>>>>>
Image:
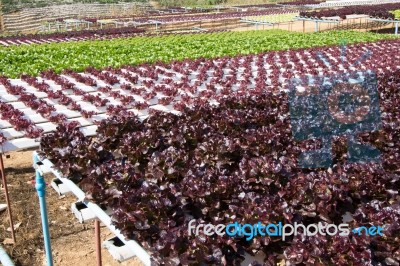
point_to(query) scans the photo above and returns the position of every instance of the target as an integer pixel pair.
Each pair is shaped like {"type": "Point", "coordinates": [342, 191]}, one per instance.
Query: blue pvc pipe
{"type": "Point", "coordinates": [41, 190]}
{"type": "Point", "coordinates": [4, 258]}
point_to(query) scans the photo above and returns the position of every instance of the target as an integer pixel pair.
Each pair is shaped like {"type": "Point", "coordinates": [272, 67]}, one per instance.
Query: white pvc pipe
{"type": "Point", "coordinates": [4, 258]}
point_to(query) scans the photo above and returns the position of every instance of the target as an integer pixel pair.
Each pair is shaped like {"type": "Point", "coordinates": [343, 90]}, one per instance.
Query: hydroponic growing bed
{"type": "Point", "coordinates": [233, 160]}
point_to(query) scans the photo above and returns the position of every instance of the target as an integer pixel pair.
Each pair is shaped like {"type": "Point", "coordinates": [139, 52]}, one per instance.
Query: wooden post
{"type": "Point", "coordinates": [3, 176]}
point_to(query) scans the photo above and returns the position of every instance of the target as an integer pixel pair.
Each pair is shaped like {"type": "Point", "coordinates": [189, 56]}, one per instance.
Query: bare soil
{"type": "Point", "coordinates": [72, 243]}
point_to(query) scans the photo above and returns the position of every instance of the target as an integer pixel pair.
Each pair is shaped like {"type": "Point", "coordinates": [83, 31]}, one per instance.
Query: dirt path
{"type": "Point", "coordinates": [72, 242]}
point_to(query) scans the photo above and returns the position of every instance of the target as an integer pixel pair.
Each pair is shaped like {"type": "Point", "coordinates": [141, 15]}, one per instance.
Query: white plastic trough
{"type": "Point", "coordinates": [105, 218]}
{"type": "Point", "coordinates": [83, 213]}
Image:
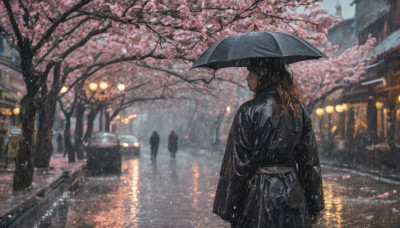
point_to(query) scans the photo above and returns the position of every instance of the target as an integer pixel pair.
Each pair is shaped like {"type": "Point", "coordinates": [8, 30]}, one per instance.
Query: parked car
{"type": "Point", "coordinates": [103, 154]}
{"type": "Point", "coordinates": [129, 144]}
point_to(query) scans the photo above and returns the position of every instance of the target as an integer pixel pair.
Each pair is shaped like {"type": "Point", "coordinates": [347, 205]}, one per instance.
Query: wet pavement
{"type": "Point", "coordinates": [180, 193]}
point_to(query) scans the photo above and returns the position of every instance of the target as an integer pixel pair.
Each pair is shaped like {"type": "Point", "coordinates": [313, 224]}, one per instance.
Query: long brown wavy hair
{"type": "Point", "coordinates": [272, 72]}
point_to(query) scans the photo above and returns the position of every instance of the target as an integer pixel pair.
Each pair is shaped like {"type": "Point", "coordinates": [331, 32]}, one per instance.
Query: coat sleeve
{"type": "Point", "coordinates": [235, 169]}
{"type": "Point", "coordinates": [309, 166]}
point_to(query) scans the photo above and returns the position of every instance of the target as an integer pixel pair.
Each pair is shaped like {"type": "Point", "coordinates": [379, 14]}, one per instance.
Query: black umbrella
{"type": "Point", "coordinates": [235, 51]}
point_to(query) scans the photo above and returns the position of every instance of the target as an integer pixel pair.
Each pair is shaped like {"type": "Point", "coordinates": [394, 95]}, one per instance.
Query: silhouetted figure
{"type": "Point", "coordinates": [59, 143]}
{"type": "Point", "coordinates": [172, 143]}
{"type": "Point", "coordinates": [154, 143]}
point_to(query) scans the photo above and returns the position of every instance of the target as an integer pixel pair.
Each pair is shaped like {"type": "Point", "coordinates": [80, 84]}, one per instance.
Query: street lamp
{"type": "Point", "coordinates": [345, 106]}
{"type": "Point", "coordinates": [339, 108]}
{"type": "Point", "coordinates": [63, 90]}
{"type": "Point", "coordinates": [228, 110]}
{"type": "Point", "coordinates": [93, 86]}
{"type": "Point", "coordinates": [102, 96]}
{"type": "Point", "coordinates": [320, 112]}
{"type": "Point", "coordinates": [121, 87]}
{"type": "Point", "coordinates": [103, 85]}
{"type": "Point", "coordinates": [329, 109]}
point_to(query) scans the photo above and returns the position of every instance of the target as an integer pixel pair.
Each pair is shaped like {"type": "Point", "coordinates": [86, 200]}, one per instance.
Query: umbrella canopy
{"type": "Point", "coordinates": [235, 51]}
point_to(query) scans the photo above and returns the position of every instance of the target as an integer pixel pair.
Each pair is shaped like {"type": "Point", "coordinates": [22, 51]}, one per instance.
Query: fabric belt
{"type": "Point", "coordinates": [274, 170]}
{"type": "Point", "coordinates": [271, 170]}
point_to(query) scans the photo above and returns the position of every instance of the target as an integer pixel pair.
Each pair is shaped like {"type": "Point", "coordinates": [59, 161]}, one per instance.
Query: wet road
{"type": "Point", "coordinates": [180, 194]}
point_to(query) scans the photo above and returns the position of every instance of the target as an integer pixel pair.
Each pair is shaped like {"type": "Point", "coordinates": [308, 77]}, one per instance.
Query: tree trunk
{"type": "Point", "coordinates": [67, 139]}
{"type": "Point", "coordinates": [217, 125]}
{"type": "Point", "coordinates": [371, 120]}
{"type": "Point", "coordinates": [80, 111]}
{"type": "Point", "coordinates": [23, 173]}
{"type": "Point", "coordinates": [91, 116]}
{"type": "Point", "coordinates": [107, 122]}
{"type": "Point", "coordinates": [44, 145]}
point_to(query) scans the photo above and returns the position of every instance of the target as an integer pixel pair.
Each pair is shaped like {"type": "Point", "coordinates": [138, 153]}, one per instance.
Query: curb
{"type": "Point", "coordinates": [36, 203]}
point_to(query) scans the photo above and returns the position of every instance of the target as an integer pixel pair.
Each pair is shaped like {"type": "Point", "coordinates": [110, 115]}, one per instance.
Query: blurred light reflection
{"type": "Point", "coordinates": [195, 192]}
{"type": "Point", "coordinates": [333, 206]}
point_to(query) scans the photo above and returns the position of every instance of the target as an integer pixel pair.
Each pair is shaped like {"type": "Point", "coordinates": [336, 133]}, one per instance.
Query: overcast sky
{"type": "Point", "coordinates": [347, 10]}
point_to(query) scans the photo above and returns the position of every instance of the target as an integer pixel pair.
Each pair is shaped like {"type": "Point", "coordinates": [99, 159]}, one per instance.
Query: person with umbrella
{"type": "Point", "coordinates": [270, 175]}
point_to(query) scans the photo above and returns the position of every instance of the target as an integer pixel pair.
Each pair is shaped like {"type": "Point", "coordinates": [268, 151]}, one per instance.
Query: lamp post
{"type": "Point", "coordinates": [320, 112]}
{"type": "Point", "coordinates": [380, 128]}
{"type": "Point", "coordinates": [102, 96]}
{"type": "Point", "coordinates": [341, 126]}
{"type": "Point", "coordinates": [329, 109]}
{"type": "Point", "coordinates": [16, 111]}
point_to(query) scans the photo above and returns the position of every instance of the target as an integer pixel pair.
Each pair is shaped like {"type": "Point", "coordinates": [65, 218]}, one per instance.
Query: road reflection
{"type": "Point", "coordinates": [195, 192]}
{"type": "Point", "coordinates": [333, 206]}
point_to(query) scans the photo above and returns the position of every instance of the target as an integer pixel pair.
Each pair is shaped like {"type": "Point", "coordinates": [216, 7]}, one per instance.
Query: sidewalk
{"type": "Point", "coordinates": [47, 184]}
<<<<<
(TASK GOAL): Give the entries above again word for word, without the pictures.

(EXERCISE RESPONSE):
Image:
point_to(query) scans the photo above and returns the position of every instance of the target as an integer pixel pair.
Each pair is shaped like {"type": "Point", "coordinates": [342, 191]}, one per instance.
Query: blue pvc pipe
{"type": "Point", "coordinates": [41, 190]}
{"type": "Point", "coordinates": [4, 258]}
point_to(query) scans the photo above and returns the position of every instance of the target as an integer pixel pair.
Each pair is shaped like {"type": "Point", "coordinates": [272, 67]}, one per instance.
Query: white pvc pipe
{"type": "Point", "coordinates": [4, 258]}
point_to(query) scans the photo above and returns the position of every instance of the target as an integer pixel pair.
Each pair is shaped like {"type": "Point", "coordinates": [343, 90]}, one per instance.
Query: hydroponic growing bed
{"type": "Point", "coordinates": [233, 160]}
point_to(query) scans the photo above and returns the position of every instance of the target as an integer pixel pair.
Each pair is shaped like {"type": "Point", "coordinates": [139, 52]}, one per instance.
Query: wooden post
{"type": "Point", "coordinates": [3, 176]}
point_to(query) scans the photo above and returns the position of every instance of the target as an integer pixel pair.
Each pair is shaped like {"type": "Point", "coordinates": [189, 56]}, one per instance.
Query: bare soil
{"type": "Point", "coordinates": [72, 243]}
point_to(query) scans the photo above and returns the position of every instance of the target as an integer pixel pair.
Each pair is shaped like {"type": "Point", "coordinates": [83, 31]}, one per instance.
Query: dirt path
{"type": "Point", "coordinates": [72, 242]}
point_to(query) scans the photo above and returns the position of every instance of the target as an integer pixel pair.
Each pair is shaped like {"type": "Point", "coordinates": [141, 15]}, one per instance.
Query: white plastic trough
{"type": "Point", "coordinates": [105, 218]}
{"type": "Point", "coordinates": [83, 213]}
Image:
point_to(query) scans the photo above and returns the position of every instance of the target as an integer pixel pair.
Each pair is shaped like {"type": "Point", "coordinates": [8, 30]}, one per instance.
Query: parked car
{"type": "Point", "coordinates": [103, 154]}
{"type": "Point", "coordinates": [129, 144]}
point_to(query) scans the photo above and returns the position of every instance of the target as an integer pixel pair.
Each pair is shaped like {"type": "Point", "coordinates": [347, 205]}, one per instance.
Query: wet pavement
{"type": "Point", "coordinates": [180, 193]}
point_to(query) scans the photo above and returns the position of every instance of the target as an integer pixel pair.
Each pair is shaped like {"type": "Point", "coordinates": [313, 224]}, one per instance.
Query: long brown wavy hair
{"type": "Point", "coordinates": [272, 72]}
point_to(query) scans the photo above and returns the position of every instance of the target as an integer pixel pair.
Each pair is shaped like {"type": "Point", "coordinates": [331, 32]}, one per instance.
Query: coat sleeve
{"type": "Point", "coordinates": [235, 169]}
{"type": "Point", "coordinates": [309, 166]}
point_to(query) scans the photo above and returns the position of every instance of the target as an integer pixel pair.
Each pair is shaped like {"type": "Point", "coordinates": [379, 14]}, one per instance.
Query: black umbrella
{"type": "Point", "coordinates": [235, 51]}
point_to(query) scans the photo above and returns the position of every instance of the target as an integer pixel pair.
Each pair is shaped like {"type": "Point", "coordinates": [394, 95]}, one per instance.
Query: silhouetted figure
{"type": "Point", "coordinates": [59, 143]}
{"type": "Point", "coordinates": [172, 143]}
{"type": "Point", "coordinates": [154, 143]}
point_to(query) scans the photo above and returns the position of every instance of the target as an integer pixel pair.
Each pair is shaped like {"type": "Point", "coordinates": [80, 84]}, one per instance.
Query: street lamp
{"type": "Point", "coordinates": [345, 106]}
{"type": "Point", "coordinates": [339, 108]}
{"type": "Point", "coordinates": [63, 90]}
{"type": "Point", "coordinates": [228, 110]}
{"type": "Point", "coordinates": [93, 86]}
{"type": "Point", "coordinates": [102, 96]}
{"type": "Point", "coordinates": [320, 112]}
{"type": "Point", "coordinates": [121, 87]}
{"type": "Point", "coordinates": [103, 85]}
{"type": "Point", "coordinates": [329, 109]}
point_to(query) scans the photo above and returns the position of every instance of the target as an integer pixel pair.
Each pair is shaped like {"type": "Point", "coordinates": [86, 200]}, one per instance.
Query: umbrella canopy
{"type": "Point", "coordinates": [235, 51]}
point_to(query) scans the photo above and returns the position of every instance of the target as an integer pixel pair.
Each pair is shaped like {"type": "Point", "coordinates": [22, 51]}, one per instance.
Query: fabric belt
{"type": "Point", "coordinates": [274, 170]}
{"type": "Point", "coordinates": [271, 170]}
point_to(query) scans the photo above and returns the position of every instance of the target as an integer pixel pair.
Each pair is shaped like {"type": "Point", "coordinates": [59, 161]}, one per instance.
Query: wet road
{"type": "Point", "coordinates": [180, 194]}
point_to(query) scans the photo above and returns the position of every instance of the target as an integer pixel pair.
Each pair is shaped like {"type": "Point", "coordinates": [308, 77]}, one per instance.
Query: tree trunk
{"type": "Point", "coordinates": [67, 139]}
{"type": "Point", "coordinates": [217, 125]}
{"type": "Point", "coordinates": [371, 120]}
{"type": "Point", "coordinates": [80, 111]}
{"type": "Point", "coordinates": [23, 173]}
{"type": "Point", "coordinates": [91, 116]}
{"type": "Point", "coordinates": [107, 122]}
{"type": "Point", "coordinates": [44, 145]}
point_to(query) scans the photo above and returns the position of every instance of the target as an integer pixel pair.
Each pair is shaped like {"type": "Point", "coordinates": [138, 153]}, one per instance.
Query: curb
{"type": "Point", "coordinates": [36, 203]}
point_to(query) scans the photo above and returns the position of every instance of the target as an integer pixel pair.
Each pair is shaped like {"type": "Point", "coordinates": [110, 115]}, one per instance.
Query: blurred light reflection
{"type": "Point", "coordinates": [195, 192]}
{"type": "Point", "coordinates": [333, 206]}
point_to(query) scans the photo above and returns the position of every instance of the target as an integer pixel pair.
Each pair is shaped like {"type": "Point", "coordinates": [336, 133]}, one per instance.
Query: overcast sky
{"type": "Point", "coordinates": [347, 10]}
point_to(query) scans the photo above and returns the position of every instance of the target as an integer pixel pair.
Each pair is shaped like {"type": "Point", "coordinates": [99, 159]}, one per instance.
Query: person with umbrella
{"type": "Point", "coordinates": [270, 175]}
point_to(query) scans the photo above and returns the position of every instance of the target as an integer pixel pair.
Each pair is shaped like {"type": "Point", "coordinates": [268, 151]}, one per instance.
Query: lamp post
{"type": "Point", "coordinates": [320, 112]}
{"type": "Point", "coordinates": [380, 128]}
{"type": "Point", "coordinates": [102, 96]}
{"type": "Point", "coordinates": [341, 126]}
{"type": "Point", "coordinates": [329, 109]}
{"type": "Point", "coordinates": [16, 111]}
point_to(query) scans the photo above and returns the position of every instance of the target as an integer pixel pair.
Each pair is shaped like {"type": "Point", "coordinates": [65, 218]}, one per instance.
Query: road reflection
{"type": "Point", "coordinates": [195, 192]}
{"type": "Point", "coordinates": [333, 206]}
point_to(query) scans the photo above and returns the position of every instance of the target as an integer pixel pair.
Each pair is shaped like {"type": "Point", "coordinates": [216, 7]}, one per instance.
Query: sidewalk
{"type": "Point", "coordinates": [47, 184]}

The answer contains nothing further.